What is asked:
Reproduce all of the material word for word.

%%

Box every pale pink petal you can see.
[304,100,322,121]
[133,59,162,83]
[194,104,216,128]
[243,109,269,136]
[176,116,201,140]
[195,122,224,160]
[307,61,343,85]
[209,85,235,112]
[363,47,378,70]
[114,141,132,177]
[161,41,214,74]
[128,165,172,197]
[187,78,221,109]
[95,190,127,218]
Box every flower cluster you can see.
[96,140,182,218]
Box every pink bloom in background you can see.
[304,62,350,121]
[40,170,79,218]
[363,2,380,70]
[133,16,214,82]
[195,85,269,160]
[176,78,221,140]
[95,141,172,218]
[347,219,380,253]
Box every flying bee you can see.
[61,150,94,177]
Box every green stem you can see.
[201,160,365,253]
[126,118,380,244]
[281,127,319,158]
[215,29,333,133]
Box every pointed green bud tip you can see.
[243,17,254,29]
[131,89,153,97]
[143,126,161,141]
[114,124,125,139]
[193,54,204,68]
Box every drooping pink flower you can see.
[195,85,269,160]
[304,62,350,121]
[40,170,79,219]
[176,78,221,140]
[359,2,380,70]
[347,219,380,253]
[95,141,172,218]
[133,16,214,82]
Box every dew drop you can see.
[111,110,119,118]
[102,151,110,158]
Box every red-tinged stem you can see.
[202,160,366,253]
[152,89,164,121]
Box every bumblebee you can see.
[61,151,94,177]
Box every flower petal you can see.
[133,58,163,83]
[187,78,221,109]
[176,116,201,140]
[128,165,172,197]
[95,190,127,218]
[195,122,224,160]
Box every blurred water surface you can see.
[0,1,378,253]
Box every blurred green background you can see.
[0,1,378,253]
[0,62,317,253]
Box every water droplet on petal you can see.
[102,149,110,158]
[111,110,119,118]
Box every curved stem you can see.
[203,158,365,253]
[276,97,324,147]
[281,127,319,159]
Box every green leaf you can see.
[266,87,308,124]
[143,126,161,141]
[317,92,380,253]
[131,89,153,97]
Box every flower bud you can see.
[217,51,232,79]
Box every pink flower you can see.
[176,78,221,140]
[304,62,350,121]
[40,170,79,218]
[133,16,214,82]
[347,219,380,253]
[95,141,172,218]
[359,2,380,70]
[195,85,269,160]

%%

Solution to this exercise:
Box every pale pink petal you can see.
[304,100,322,121]
[133,59,162,83]
[194,104,216,128]
[243,109,269,136]
[176,116,201,140]
[195,122,224,160]
[307,61,343,85]
[209,85,235,112]
[363,47,378,70]
[114,141,132,177]
[161,41,214,74]
[128,165,172,197]
[187,78,221,109]
[95,190,127,218]
Box every flower cluster you can see.
[96,140,182,218]
Box every pink bloom in background you can see.
[304,62,350,121]
[40,170,79,218]
[363,2,380,70]
[133,16,214,82]
[195,85,269,160]
[176,78,221,140]
[95,141,172,218]
[347,219,380,253]
Box every flying bee you can see.
[61,150,94,177]
Box every green stem you can see.
[201,160,365,253]
[126,118,380,244]
[281,127,319,158]
[215,29,333,133]
Box every pointed green bud tip you can see.
[243,17,254,29]
[131,89,153,97]
[143,126,161,141]
[114,124,125,139]
[193,54,204,68]
Box every drooping pink flower you can see.
[195,85,269,160]
[304,62,350,121]
[40,170,79,219]
[176,78,221,140]
[359,2,380,70]
[347,219,380,253]
[95,141,172,218]
[133,16,214,82]
Box every dew drop you can see.
[111,110,119,118]
[102,151,110,158]
Box every red-tinged stem you can see.
[202,160,366,253]
[152,89,164,121]
Box every bumblebee you can see.
[61,151,94,177]
Box every flower petal you can see.
[133,58,163,83]
[187,78,221,109]
[176,116,201,140]
[128,165,172,197]
[95,190,127,218]
[195,122,224,160]
Box every blurred water surface you can see.
[0,1,378,253]
Box every blurred green background you can see.
[0,1,378,253]
[0,62,317,253]
Box every water droplet on petal you can see.
[102,149,110,158]
[111,110,119,118]
Box every curved stem you can see.
[203,158,365,253]
[276,97,324,147]
[281,127,319,159]
Box every green leaf you can see.
[266,87,308,124]
[143,126,161,141]
[317,92,380,253]
[131,89,153,97]
Box every flower bud you can see.
[217,51,232,79]
Box every pink flower you can see.
[176,78,221,140]
[304,62,350,121]
[40,170,79,218]
[133,16,214,82]
[347,219,380,253]
[95,141,172,218]
[359,2,380,70]
[195,85,269,160]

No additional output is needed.